⟨

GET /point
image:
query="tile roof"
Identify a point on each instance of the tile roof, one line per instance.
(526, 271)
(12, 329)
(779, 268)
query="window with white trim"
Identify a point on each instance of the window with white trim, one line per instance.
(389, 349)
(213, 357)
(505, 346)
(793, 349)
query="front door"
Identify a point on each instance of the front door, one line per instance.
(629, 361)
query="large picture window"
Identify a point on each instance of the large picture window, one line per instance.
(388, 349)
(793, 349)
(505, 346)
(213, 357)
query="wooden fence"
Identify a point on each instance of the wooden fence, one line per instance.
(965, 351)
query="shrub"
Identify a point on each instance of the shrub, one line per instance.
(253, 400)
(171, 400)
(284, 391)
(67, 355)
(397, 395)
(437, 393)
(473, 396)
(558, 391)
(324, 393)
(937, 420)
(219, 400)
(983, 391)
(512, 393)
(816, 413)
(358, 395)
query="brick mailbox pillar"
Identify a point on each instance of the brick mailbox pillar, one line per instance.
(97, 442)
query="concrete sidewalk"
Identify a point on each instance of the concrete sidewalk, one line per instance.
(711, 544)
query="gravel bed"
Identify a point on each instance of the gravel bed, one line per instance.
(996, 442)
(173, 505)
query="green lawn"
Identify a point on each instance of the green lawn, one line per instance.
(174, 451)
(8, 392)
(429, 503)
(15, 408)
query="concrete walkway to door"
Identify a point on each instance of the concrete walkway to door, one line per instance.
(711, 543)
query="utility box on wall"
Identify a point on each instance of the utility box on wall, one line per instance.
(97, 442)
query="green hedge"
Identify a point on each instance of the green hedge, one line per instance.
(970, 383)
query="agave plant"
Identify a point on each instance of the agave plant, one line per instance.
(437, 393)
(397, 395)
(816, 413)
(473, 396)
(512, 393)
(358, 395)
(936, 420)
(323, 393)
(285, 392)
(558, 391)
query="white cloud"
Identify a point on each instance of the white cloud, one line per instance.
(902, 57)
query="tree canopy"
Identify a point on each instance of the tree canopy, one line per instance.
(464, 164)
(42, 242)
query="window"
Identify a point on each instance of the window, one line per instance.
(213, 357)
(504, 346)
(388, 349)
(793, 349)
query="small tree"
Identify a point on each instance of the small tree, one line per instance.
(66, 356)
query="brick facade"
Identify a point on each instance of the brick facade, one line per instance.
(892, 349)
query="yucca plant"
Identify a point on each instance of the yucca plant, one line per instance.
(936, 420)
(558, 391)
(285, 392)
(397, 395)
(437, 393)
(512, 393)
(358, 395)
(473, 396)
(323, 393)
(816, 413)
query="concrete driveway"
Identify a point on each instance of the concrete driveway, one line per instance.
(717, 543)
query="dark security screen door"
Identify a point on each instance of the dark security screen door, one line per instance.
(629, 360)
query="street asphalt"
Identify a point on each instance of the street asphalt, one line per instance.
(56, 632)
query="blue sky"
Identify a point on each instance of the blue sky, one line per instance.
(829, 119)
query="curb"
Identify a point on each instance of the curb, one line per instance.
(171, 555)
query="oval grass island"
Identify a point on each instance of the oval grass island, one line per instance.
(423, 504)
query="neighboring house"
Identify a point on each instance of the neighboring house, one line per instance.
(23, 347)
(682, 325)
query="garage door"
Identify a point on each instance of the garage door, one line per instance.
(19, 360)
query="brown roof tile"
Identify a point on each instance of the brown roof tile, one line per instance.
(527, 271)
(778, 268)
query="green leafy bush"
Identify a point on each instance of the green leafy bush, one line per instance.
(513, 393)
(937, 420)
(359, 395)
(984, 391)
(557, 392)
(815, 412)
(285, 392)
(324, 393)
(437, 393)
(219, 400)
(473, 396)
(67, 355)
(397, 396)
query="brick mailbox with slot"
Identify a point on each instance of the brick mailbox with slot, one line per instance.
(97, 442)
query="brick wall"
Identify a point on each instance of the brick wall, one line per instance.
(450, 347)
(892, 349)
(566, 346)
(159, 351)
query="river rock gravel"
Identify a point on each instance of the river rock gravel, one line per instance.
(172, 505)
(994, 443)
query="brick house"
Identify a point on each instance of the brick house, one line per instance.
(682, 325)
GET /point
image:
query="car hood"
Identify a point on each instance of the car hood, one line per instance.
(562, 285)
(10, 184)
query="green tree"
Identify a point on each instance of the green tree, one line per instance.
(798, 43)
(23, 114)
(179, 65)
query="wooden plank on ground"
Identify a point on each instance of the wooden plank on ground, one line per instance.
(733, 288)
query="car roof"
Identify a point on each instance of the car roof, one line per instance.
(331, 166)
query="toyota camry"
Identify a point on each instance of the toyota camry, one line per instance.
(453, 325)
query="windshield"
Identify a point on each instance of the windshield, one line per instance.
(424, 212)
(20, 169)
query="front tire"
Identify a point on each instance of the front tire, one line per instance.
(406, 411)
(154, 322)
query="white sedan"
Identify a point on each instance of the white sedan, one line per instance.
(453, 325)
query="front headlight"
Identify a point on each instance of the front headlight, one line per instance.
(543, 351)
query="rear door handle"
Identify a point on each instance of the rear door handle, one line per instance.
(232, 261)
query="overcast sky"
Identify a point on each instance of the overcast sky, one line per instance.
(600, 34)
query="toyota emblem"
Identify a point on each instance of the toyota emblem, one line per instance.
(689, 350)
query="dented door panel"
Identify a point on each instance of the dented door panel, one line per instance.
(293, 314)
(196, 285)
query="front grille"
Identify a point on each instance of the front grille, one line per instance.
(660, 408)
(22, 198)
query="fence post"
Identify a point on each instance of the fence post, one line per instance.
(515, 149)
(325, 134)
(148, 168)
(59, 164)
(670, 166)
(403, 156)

⟩

- Work required -
Type out all of the material again, word for word.

- Task answer -
GET /point
image:
query="tile roof"
Identify a point on each instance of the tile roof, one line per instance.
(526, 271)
(12, 329)
(779, 268)
query="window with white trim"
Identify a point on each instance of the window with white trim, one line per instance.
(389, 349)
(213, 357)
(505, 346)
(793, 349)
query="front door"
Identify a point on each instance of the front door, one line per instance.
(629, 361)
query="large picture window"
Identify a point on each instance of the large picture window, one line per instance.
(388, 349)
(793, 349)
(505, 346)
(213, 357)
query="wooden fence"
Identify a point on each instance of the wooden fence, one line per instance.
(965, 351)
query="shrub"
Identify a point on each instance of the shrub, one line per instance.
(253, 400)
(171, 400)
(284, 391)
(67, 355)
(397, 395)
(437, 393)
(473, 396)
(558, 391)
(324, 393)
(937, 420)
(219, 400)
(983, 391)
(512, 393)
(816, 413)
(358, 395)
query="brick mailbox pillar"
Identify a point on each instance of the brick mailbox pillar, one line per instance.
(97, 442)
query="concrete sidewalk"
Identify a point on each instance of the concrete sidewalk, one line per instance.
(711, 544)
query="gravel bed"
Identify a point on each instance of the gravel bed, one line per instance.
(996, 442)
(173, 505)
query="green lawn"
Identify a point on each instance of the green lawn, one line per instance.
(174, 451)
(8, 392)
(429, 503)
(15, 408)
query="concrete walkway to door"
Identify a point on each instance of the concrete walkway to door, one line per instance.
(711, 543)
query="utility box on wall"
Identify a point on each instance of the utility box on wall, one line per instance.
(97, 442)
query="green hedge"
Identify a point on each instance of the green hedge, one line per instance.
(970, 383)
query="agave plant"
Identify a point on each instance of the agave plant, one line per instance.
(437, 393)
(397, 395)
(816, 413)
(473, 396)
(512, 393)
(358, 395)
(936, 420)
(323, 393)
(285, 392)
(558, 391)
query="white cloud"
Identify a point on each instance of the white cloud, one line per instance.
(902, 57)
query="tree canopy"
Identify a point on each instance of the tree canopy, one line per instance.
(464, 164)
(42, 242)
query="window"
Identify a point on each instance of the window, one line per instance.
(213, 357)
(504, 346)
(388, 349)
(793, 349)
query="small tree"
Identify a point on each instance of the small tree, one line per instance.
(66, 356)
query="brick facade"
Identify a point on each instance of the brick facade, one line per instance.
(892, 349)
query="yucca plant"
Identify a point on each instance of the yucca plant, one line per instance.
(936, 420)
(558, 391)
(285, 392)
(397, 395)
(437, 393)
(512, 393)
(358, 395)
(473, 396)
(323, 393)
(816, 413)
query="concrete driveway"
Identify a point on each instance of the concrete driveway, one line per instance.
(717, 543)
query="dark security screen door"
Identify a point on each instance of the dark security screen door, one line per instance.
(629, 360)
query="street asphalt"
Identify a point on each instance of the street asphalt, one line per instance.
(56, 632)
query="blue sky"
Identify a point on each instance of the blue sky, one line per instance.
(829, 119)
query="curb"
Identify a point on each instance of the curb, one line per instance.
(171, 555)
query="oval grass island"
Identify a point on each instance of the oval grass island, one line per instance.
(423, 504)
query="neighboring house"
Identify a point on each instance of the neighboring house, one line per instance.
(23, 347)
(682, 325)
query="garage door"
Identify a point on each instance of the garage door, one line per instance.
(19, 360)
query="brown roof tile"
Identify a point on each instance of the brown roof tile, one line per instance.
(527, 271)
(778, 268)
query="green leafy bush"
Identify a point on each instance of the green leafy bush, one line per instance.
(513, 393)
(937, 420)
(359, 395)
(984, 391)
(557, 392)
(815, 412)
(285, 392)
(324, 393)
(437, 393)
(219, 400)
(473, 396)
(67, 355)
(397, 396)
query="brick mailbox with slot"
Identify a point on each instance of the brick mailbox with slot, one line per instance.
(97, 442)
query="brick wall"
Identify a point on each instance of the brick wall, one line per instance.
(450, 347)
(892, 349)
(566, 346)
(159, 351)
query="river rock gravel"
Identify a point on each instance of the river rock gravel, one line per instance.
(172, 505)
(994, 443)
query="brick house"
Identify a point on each instance of the brick house, one line per instance.
(682, 325)
GET /point
image:
query="car hood"
Identify a point on each instance of the car hood, one line per instance.
(562, 285)
(10, 184)
query="green tree"
Identify a point on each instance of the green tree, one line per instance.
(798, 43)
(23, 114)
(179, 65)
query="wooden plank on ground"
Identify a point on each instance of the wooden plank on ground, one line per instance.
(733, 288)
query="car roof"
Identify a point on each instance of the car roof, one line per instance.
(331, 166)
query="toyota camry"
Identify a point on each instance of the toyota camry, one line per instance.
(453, 325)
query="windshield"
Identify a point on each instance of the windshield, one line per instance.
(424, 212)
(20, 169)
query="front tire"
Identify a point on each instance of the front tire, one line per instance.
(406, 411)
(154, 322)
query="white sedan"
Identify a point on each instance of the white sedan, one line per instance.
(453, 325)
query="front headlight"
Identify a point on each instance of the front headlight, one line per instance.
(543, 351)
query="rear door handle"
Identify a point on each instance of the rear door handle, one line per instance.
(232, 261)
query="overcast sky"
Identify a point on each instance of the overcast sky, one line per instance.
(600, 34)
query="toyota emblem"
Identify a point on each instance of the toyota emblem, one line per instance.
(689, 350)
query="dented door panel"
Identify a point on each instance of the dented door panel, one line per instance.
(293, 314)
(196, 285)
query="front grille"
Identify a point on each instance of the front grille, one line per instance.
(660, 408)
(22, 198)
query="fence post"
Identify a point on each instance of the fence post, one line per instance.
(515, 149)
(325, 134)
(148, 168)
(59, 164)
(670, 166)
(403, 156)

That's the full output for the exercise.